---------- Selected extract

I really thought about Sauron fading as well due to the Ring. Interesting insight there. Love the two before and after pictures of how power does terribly corrupt – chilling! Alas for all those who think they are gaining the world only to find they have lost everything. I just sent you my guest blog post that I hope you can use.
Namarie, God bless, Anne Marie 🙂
It seems to be a theme that runs through Tolkien’s work that it is a dangerous action to identify our selves with the things that we make. I think that William Blake puts it wonderfully when he says, “He who binds to himself a joy, Does the winged life destroy. He who kisses the joy as it flies, Lives in eternity’s sunrise.”
God bless you, Anne Marie 😊
Wonderful post. The insubstantiality of evil, it’s ‘fading’, is such an interesting element in these books. I was always struck by the fact that both of Tolkien’s main ‘villains’ in LotR, Sauron and Saruman, are merely blown away on the wind when they are defeated. I wonder if Tolkien had Psalm 1: 4 partly in mind? (Not so the wicked! They are like chaff that the wind blows away).

--------------------
---------- Dataset entries

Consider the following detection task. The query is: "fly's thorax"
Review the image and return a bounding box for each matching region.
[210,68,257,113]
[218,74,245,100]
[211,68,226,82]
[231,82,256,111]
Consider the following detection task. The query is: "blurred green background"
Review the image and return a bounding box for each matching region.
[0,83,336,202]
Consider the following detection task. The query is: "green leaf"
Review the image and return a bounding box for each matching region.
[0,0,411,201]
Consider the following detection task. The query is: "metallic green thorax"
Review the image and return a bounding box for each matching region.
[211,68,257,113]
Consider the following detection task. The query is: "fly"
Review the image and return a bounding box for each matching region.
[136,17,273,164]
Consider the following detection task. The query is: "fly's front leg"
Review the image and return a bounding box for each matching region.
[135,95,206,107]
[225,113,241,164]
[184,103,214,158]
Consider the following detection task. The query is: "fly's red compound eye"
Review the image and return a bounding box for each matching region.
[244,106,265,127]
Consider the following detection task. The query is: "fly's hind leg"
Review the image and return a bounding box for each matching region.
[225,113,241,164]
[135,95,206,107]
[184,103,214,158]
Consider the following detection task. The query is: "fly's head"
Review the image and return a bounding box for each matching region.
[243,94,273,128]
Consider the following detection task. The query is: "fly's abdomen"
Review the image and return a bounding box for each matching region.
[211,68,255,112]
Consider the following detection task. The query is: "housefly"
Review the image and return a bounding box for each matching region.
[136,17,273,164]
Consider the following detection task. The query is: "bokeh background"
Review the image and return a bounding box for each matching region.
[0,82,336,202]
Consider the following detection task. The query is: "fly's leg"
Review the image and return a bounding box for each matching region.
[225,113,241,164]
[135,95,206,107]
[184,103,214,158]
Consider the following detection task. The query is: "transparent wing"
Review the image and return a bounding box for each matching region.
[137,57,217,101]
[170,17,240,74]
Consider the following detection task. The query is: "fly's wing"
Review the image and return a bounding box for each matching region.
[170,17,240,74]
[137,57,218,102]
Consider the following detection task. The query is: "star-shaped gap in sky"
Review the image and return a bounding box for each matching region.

--------------------

Work request 1: Please list each person or fictional character named in the comments on Tolkien, apart from God, giving each name once.
Work request 2: Carry on the comments on Tolkien after their final sentence.

Expected answer 1:
Sauron
Tolkien
William Blake
Anne Marie
Saruman

Expected answer 2:
Thank you again, Sophia! I do not know if Tolkien had Psalm 1.4 in mind but I agree entirely with you that it is a perfect biblical commentary on the fate, both of Sauron and Saruman.
That’s a great parallel between gaining power and fading. Power, and especially absolute power, is like acid: it’s toxic and devours things without a trace of them left.
The fact that Gandalf refuses to speak of the Ring and the Nazgûl after the darkness falls makes me think about the power of words. Once uttered, they become alive, ring in the air. It seems that the concept of “don’t name it if you don’t want to bring it upon yourself” is at work here, being especially relevant in the darkness.
I used to believe that people would not make the Faustian bargain of the soul or the self in exchange for power. I thought that people wanted to be happy, to be loved above all things. I am no longer so sure. I think that there are those who believe that happiness and love is an illusion and that power is the only reality. But do they realise that the soul that they are prepared to give up in exchange for power is the only true substance? You have reflected recently upon wraiths and wrath. One could add Tolkien’s other word to describe the insubstantiality of the one who seeks power over others and that is Shadow.
And, as you say, shadows seem more substantial in the night. Even Gandalf exercises caution here.